• WHAT IS EXPECTED
Find the word "white" in the listing below, then return every line it appears in.

• EXTRACTED RECORDS
============
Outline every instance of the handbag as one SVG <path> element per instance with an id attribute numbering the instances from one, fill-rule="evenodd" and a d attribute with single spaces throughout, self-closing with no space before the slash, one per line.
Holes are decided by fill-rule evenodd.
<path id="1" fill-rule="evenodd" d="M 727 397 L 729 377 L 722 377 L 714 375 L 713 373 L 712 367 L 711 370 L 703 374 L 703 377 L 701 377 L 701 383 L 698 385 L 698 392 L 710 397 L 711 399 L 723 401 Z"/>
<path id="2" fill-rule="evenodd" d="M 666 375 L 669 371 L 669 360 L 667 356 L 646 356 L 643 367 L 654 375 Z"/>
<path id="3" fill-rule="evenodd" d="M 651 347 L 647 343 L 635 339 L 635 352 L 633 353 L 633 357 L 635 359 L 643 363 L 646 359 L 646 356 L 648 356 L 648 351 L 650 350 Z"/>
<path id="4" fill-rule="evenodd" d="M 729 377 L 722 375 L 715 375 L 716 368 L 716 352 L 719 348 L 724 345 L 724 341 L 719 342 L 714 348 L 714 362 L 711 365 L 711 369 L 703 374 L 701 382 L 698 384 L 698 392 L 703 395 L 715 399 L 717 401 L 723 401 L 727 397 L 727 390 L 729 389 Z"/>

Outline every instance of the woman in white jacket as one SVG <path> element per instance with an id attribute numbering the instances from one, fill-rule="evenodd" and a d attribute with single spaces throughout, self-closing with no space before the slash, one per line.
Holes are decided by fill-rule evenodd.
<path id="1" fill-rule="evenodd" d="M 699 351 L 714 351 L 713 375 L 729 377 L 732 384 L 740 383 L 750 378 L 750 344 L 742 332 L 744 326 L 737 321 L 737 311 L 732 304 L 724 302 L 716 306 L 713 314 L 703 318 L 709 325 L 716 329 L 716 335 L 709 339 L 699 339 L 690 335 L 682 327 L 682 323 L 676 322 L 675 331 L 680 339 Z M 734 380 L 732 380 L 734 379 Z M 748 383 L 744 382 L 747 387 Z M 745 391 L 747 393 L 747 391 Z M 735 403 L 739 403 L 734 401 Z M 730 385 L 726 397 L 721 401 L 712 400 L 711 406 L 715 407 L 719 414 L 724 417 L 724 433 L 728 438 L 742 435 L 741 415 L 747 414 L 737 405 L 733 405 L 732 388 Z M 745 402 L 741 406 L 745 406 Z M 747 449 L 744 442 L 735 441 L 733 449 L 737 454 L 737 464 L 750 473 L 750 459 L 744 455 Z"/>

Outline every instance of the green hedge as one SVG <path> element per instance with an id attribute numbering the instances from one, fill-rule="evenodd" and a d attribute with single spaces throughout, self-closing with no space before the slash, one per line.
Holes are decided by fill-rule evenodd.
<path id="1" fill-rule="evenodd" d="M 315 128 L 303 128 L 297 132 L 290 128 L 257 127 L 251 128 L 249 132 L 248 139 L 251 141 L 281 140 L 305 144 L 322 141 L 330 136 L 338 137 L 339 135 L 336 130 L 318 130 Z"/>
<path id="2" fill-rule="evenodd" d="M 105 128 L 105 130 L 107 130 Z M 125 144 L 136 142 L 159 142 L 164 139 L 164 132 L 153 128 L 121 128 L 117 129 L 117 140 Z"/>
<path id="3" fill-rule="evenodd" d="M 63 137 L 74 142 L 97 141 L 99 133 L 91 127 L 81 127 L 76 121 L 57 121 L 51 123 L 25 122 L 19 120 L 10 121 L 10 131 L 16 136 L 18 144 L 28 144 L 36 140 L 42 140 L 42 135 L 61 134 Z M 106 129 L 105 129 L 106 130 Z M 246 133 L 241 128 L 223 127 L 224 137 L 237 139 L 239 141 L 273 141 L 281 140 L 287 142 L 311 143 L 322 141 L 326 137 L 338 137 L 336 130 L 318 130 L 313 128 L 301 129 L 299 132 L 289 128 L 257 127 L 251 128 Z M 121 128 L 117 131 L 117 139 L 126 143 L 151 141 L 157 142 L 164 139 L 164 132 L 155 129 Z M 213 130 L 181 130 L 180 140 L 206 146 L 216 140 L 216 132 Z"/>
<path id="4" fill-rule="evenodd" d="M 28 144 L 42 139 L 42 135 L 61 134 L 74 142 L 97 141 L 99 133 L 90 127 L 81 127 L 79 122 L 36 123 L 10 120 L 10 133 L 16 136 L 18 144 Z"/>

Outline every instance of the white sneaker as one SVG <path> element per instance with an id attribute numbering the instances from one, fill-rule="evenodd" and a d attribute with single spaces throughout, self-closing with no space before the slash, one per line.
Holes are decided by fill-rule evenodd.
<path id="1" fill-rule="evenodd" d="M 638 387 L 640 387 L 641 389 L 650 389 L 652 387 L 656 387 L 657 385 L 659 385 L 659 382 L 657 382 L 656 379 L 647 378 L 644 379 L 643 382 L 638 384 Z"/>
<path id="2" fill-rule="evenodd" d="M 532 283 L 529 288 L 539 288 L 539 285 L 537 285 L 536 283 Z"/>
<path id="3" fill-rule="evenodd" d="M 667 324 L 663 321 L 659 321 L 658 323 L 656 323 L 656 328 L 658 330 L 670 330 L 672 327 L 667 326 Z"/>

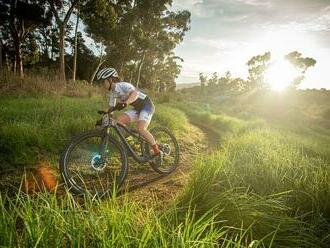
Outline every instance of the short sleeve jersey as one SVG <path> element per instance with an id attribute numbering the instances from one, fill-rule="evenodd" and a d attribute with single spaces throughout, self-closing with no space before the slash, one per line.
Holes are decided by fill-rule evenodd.
<path id="1" fill-rule="evenodd" d="M 132 91 L 134 91 L 135 89 L 136 88 L 132 84 L 127 83 L 127 82 L 116 83 L 115 89 L 110 91 L 109 106 L 110 107 L 116 106 L 117 101 L 125 102 L 129 96 L 129 94 Z M 138 98 L 145 99 L 146 94 L 139 91 Z"/>

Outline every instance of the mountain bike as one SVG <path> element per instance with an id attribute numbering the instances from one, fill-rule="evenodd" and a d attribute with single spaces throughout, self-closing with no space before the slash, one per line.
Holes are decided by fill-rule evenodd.
<path id="1" fill-rule="evenodd" d="M 103 196 L 118 190 L 128 173 L 128 156 L 149 163 L 160 174 L 172 173 L 179 164 L 179 145 L 165 127 L 150 130 L 162 152 L 155 161 L 149 143 L 136 130 L 118 123 L 110 112 L 98 111 L 99 127 L 73 137 L 60 157 L 60 172 L 76 194 Z"/>

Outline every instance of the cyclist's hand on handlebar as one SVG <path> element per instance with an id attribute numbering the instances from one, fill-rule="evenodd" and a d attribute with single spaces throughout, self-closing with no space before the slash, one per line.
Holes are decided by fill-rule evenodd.
<path id="1" fill-rule="evenodd" d="M 127 103 L 126 102 L 121 102 L 121 103 L 117 103 L 116 106 L 114 107 L 114 109 L 115 110 L 122 110 L 126 107 L 127 107 Z"/>
<path id="2" fill-rule="evenodd" d="M 110 113 L 112 113 L 113 111 L 115 111 L 116 110 L 116 107 L 110 107 L 109 109 L 108 109 L 108 114 L 110 114 Z"/>

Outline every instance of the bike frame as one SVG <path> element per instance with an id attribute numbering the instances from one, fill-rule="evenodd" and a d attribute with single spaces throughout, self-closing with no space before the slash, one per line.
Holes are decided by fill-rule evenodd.
<path id="1" fill-rule="evenodd" d="M 146 154 L 144 154 L 144 152 L 142 151 L 142 156 L 139 156 L 138 154 L 136 154 L 136 152 L 134 151 L 134 149 L 130 146 L 130 144 L 127 142 L 127 140 L 125 139 L 124 135 L 122 134 L 122 132 L 120 131 L 120 128 L 123 128 L 126 132 L 128 132 L 130 135 L 132 135 L 133 137 L 137 138 L 138 140 L 147 143 L 147 141 L 139 134 L 136 134 L 136 131 L 126 127 L 125 125 L 122 125 L 120 123 L 118 123 L 116 120 L 114 120 L 112 118 L 112 114 L 108 115 L 109 119 L 109 124 L 105 127 L 106 128 L 106 135 L 107 135 L 107 144 L 108 145 L 108 139 L 109 139 L 109 135 L 110 135 L 110 129 L 114 128 L 114 130 L 116 131 L 117 135 L 119 136 L 121 142 L 125 145 L 126 150 L 128 151 L 129 155 L 132 155 L 133 159 L 138 162 L 138 163 L 146 163 L 148 161 L 150 161 L 152 159 L 151 156 L 146 156 Z"/>

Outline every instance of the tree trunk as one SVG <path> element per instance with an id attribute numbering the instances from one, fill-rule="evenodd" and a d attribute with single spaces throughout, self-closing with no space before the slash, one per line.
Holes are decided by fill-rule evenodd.
<path id="1" fill-rule="evenodd" d="M 2 71 L 2 42 L 0 41 L 0 71 Z"/>
<path id="2" fill-rule="evenodd" d="M 96 73 L 99 71 L 101 65 L 102 65 L 104 62 L 105 62 L 105 59 L 101 57 L 100 60 L 99 60 L 99 63 L 97 64 L 97 67 L 95 68 L 95 70 L 94 70 L 94 72 L 93 72 L 93 74 L 92 74 L 92 76 L 91 76 L 91 79 L 89 80 L 89 83 L 90 83 L 90 84 L 93 83 L 94 78 L 95 78 L 95 76 L 96 76 Z"/>
<path id="3" fill-rule="evenodd" d="M 72 80 L 73 81 L 76 81 L 76 73 L 77 73 L 78 25 L 79 25 L 79 8 L 77 10 L 77 22 L 76 22 L 76 29 L 75 29 L 75 36 L 74 36 L 74 56 L 73 56 L 73 73 L 72 73 Z"/>
<path id="4" fill-rule="evenodd" d="M 66 25 L 68 24 L 71 13 L 72 13 L 73 9 L 75 8 L 75 6 L 78 4 L 79 0 L 74 0 L 73 2 L 71 2 L 71 6 L 67 10 L 63 20 L 61 20 L 61 18 L 59 16 L 59 12 L 57 11 L 57 9 L 55 7 L 55 1 L 48 0 L 48 2 L 50 4 L 50 8 L 55 16 L 56 23 L 60 29 L 60 37 L 59 37 L 59 39 L 60 39 L 60 47 L 59 47 L 59 50 L 60 50 L 60 80 L 65 81 L 65 60 L 64 60 L 65 28 L 66 28 Z"/>
<path id="5" fill-rule="evenodd" d="M 65 60 L 64 60 L 64 35 L 65 25 L 60 27 L 60 80 L 65 81 Z"/>
<path id="6" fill-rule="evenodd" d="M 22 60 L 22 47 L 21 41 L 18 37 L 14 40 L 15 43 L 15 67 L 14 72 L 17 72 L 17 68 L 19 70 L 19 77 L 21 79 L 24 78 L 24 70 L 23 70 L 23 60 Z"/>
<path id="7" fill-rule="evenodd" d="M 7 71 L 10 71 L 10 64 L 9 64 L 9 58 L 8 58 L 8 54 L 5 53 L 5 64 L 7 67 Z"/>
<path id="8" fill-rule="evenodd" d="M 146 51 L 143 52 L 143 57 L 141 59 L 141 63 L 140 63 L 140 66 L 139 66 L 139 72 L 138 72 L 138 78 L 136 80 L 136 87 L 138 88 L 139 87 L 139 83 L 140 83 L 140 75 L 141 75 L 141 69 L 142 69 L 142 65 L 143 65 L 143 62 L 144 62 L 144 58 L 146 56 Z"/>
<path id="9" fill-rule="evenodd" d="M 14 59 L 14 62 L 13 62 L 13 72 L 14 72 L 14 74 L 16 75 L 16 69 L 17 69 L 17 66 L 16 66 L 16 63 L 17 63 L 17 61 L 16 61 L 16 57 L 15 57 L 15 59 Z"/>

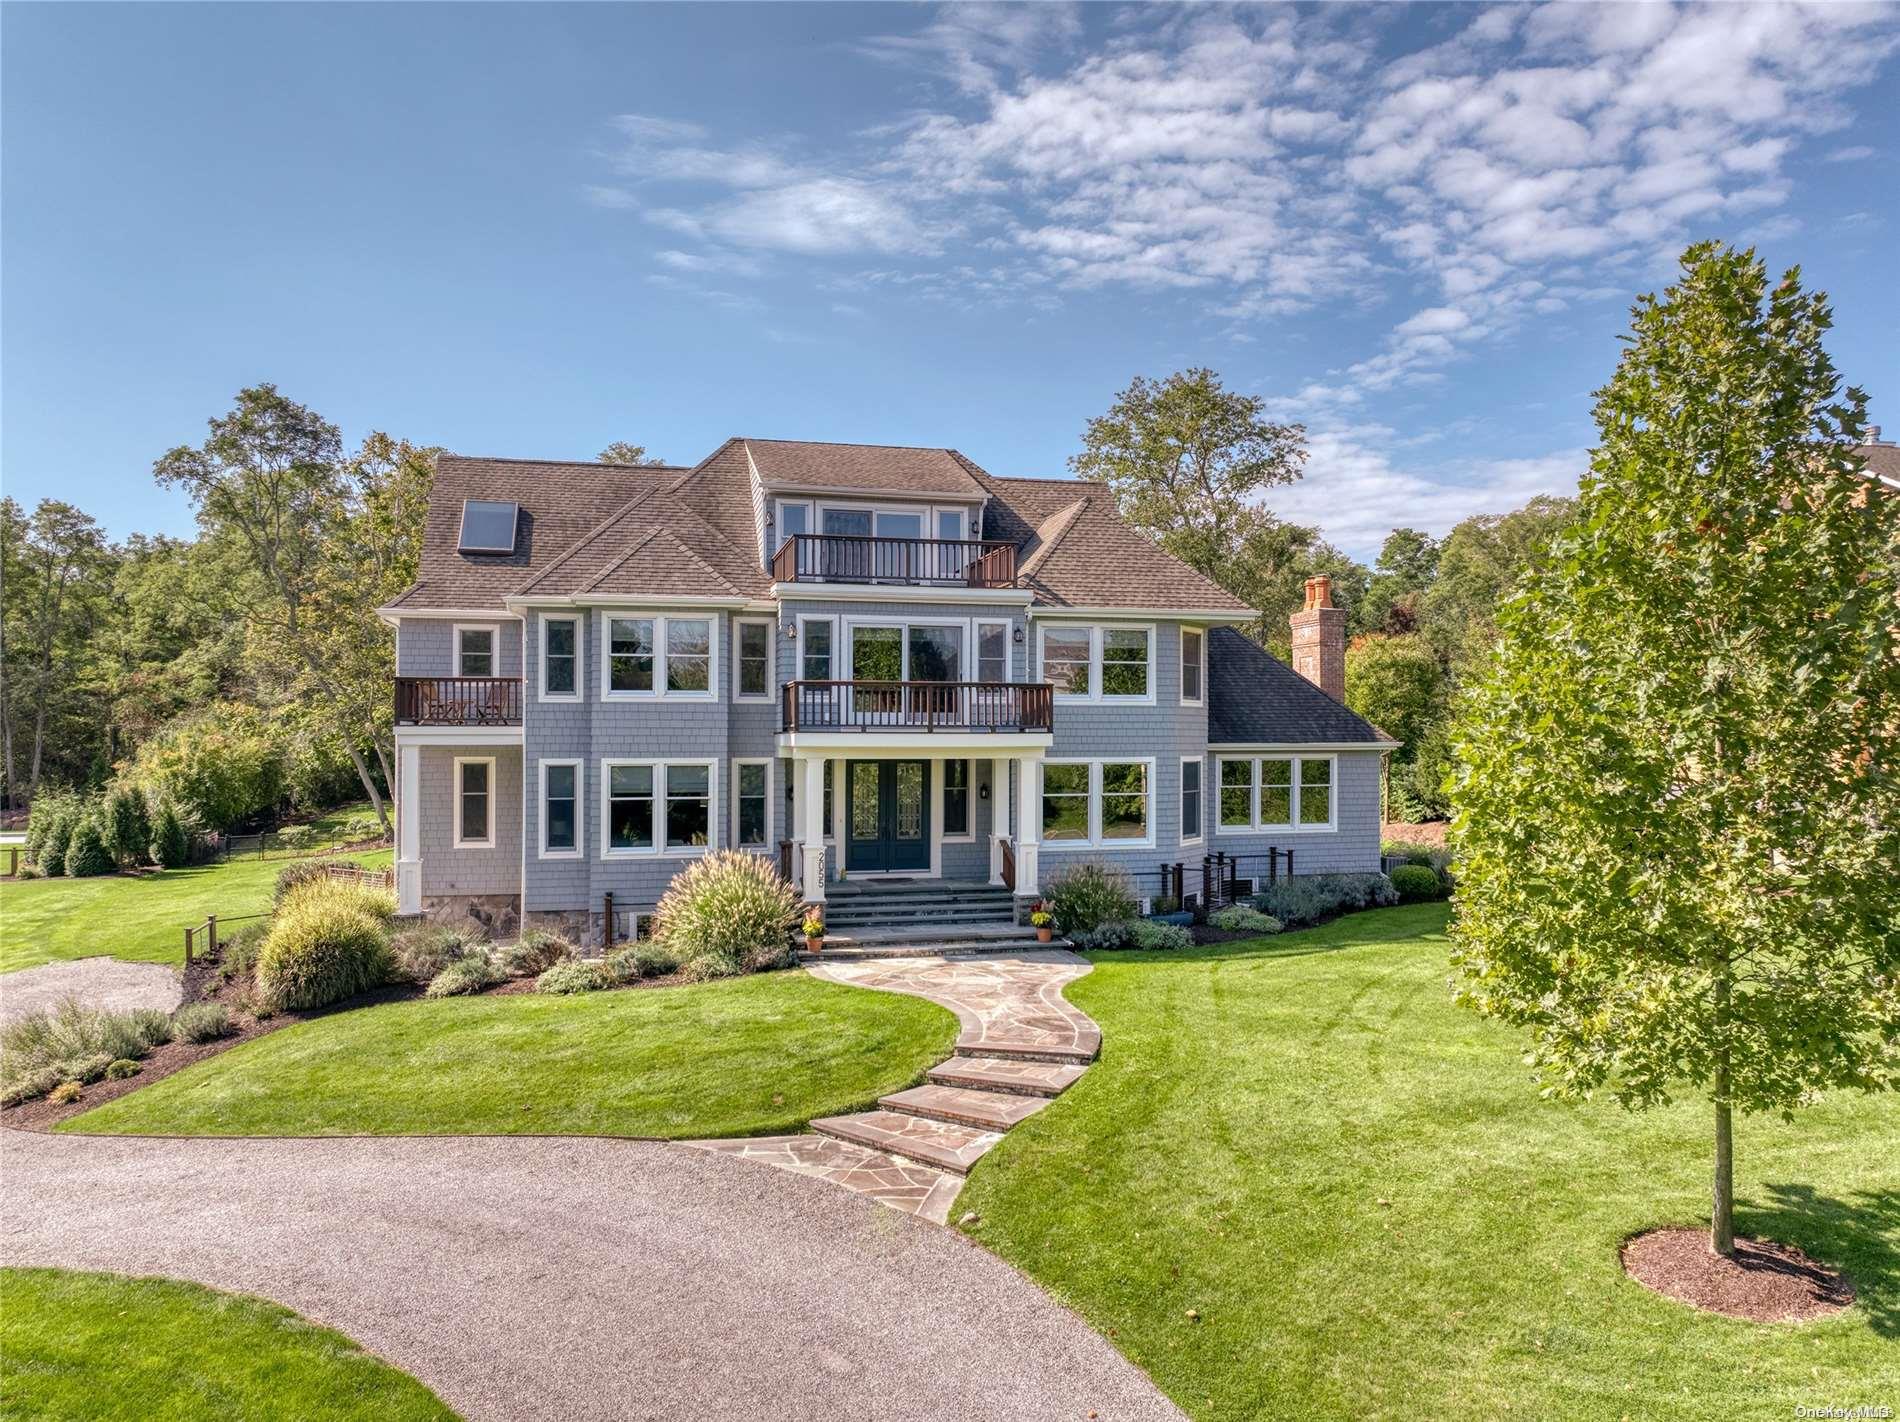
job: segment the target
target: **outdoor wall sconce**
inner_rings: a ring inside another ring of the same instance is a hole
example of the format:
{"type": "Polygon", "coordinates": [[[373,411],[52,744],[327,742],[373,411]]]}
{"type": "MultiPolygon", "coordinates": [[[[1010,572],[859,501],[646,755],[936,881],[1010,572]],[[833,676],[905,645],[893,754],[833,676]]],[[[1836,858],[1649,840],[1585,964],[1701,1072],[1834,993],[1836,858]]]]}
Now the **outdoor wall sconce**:
{"type": "Polygon", "coordinates": [[[1018,628],[1016,629],[1016,633],[1015,633],[1015,635],[1014,635],[1014,637],[1012,637],[1012,638],[1011,638],[1011,640],[1012,640],[1012,641],[1014,641],[1014,642],[1015,642],[1015,644],[1016,644],[1017,646],[1019,646],[1019,647],[1020,647],[1020,646],[1022,646],[1022,644],[1023,644],[1023,629],[1022,629],[1022,628],[1020,628],[1020,627],[1018,627],[1018,628]]]}
{"type": "Polygon", "coordinates": [[[989,781],[985,780],[981,785],[976,787],[976,798],[979,800],[987,800],[990,798],[989,781]]]}
{"type": "Polygon", "coordinates": [[[785,633],[786,641],[796,642],[798,640],[798,624],[796,622],[787,619],[784,627],[780,630],[785,633]]]}

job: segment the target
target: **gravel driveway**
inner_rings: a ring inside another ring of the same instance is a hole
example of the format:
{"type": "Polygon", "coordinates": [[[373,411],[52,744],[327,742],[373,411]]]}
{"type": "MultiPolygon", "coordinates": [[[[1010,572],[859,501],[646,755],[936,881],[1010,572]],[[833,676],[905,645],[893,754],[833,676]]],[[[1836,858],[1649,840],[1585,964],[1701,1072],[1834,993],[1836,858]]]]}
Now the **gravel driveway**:
{"type": "Polygon", "coordinates": [[[681,1146],[0,1132],[0,1260],[275,1299],[480,1418],[1179,1419],[993,1255],[681,1146]]]}
{"type": "Polygon", "coordinates": [[[0,1023],[51,1007],[71,995],[88,1007],[127,1012],[156,1007],[170,1012],[184,995],[176,968],[163,963],[122,963],[117,958],[75,958],[0,974],[0,1023]]]}

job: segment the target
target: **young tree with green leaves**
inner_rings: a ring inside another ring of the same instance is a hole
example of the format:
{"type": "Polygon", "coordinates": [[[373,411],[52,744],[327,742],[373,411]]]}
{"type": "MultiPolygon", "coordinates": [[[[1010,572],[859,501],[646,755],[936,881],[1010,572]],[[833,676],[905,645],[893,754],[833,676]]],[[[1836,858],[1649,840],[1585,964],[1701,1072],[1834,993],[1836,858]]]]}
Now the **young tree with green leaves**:
{"type": "Polygon", "coordinates": [[[1388,533],[1366,586],[1359,625],[1367,632],[1394,636],[1416,632],[1419,601],[1438,576],[1440,548],[1436,538],[1416,528],[1395,528],[1388,533]]]}
{"type": "Polygon", "coordinates": [[[1577,517],[1499,614],[1452,792],[1462,997],[1550,1093],[1733,1113],[1900,1084],[1900,494],[1825,297],[1689,249],[1634,308],[1577,517]]]}
{"type": "Polygon", "coordinates": [[[650,458],[647,454],[647,447],[644,444],[628,444],[624,439],[615,440],[599,454],[596,454],[594,459],[600,464],[666,463],[664,459],[650,458]]]}

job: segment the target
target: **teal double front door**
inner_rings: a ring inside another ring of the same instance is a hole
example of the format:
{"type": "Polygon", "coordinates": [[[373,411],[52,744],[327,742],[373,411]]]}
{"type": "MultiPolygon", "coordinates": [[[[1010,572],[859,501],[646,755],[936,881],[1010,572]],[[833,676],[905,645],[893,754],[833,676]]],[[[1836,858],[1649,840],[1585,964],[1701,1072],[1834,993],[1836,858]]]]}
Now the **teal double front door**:
{"type": "Polygon", "coordinates": [[[845,762],[845,872],[930,871],[930,762],[845,762]]]}

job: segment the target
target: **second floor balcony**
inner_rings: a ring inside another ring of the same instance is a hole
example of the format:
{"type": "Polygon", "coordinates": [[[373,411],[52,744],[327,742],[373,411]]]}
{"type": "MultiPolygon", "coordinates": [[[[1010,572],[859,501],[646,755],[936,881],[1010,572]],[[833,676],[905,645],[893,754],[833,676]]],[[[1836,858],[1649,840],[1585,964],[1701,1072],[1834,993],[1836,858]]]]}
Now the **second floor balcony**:
{"type": "Polygon", "coordinates": [[[994,538],[795,533],[772,555],[772,581],[1008,588],[1016,585],[1016,545],[994,538]]]}
{"type": "Polygon", "coordinates": [[[398,726],[519,726],[518,676],[399,676],[398,726]]]}
{"type": "Polygon", "coordinates": [[[1046,681],[788,681],[782,731],[995,731],[1054,729],[1046,681]]]}

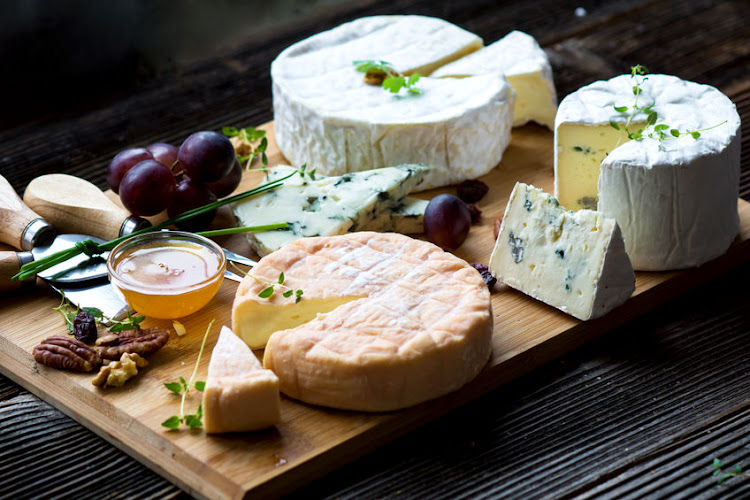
============
• OUTPUT OF THE EXERCISE
Outline every instance of the woman in white jacket as one SVG <path> element per instance with an id attribute numbering the instances from one, fill-rule="evenodd" and a d attribute with single spaces throughout, self-closing with no space before the slash, one per line.
Outline every instance of the white sneaker as one SVG <path> element per instance with an id attribute numbering the instances from one, fill-rule="evenodd" and a d attribute with single spaces throughout, self-closing with no space before the slash, one per line.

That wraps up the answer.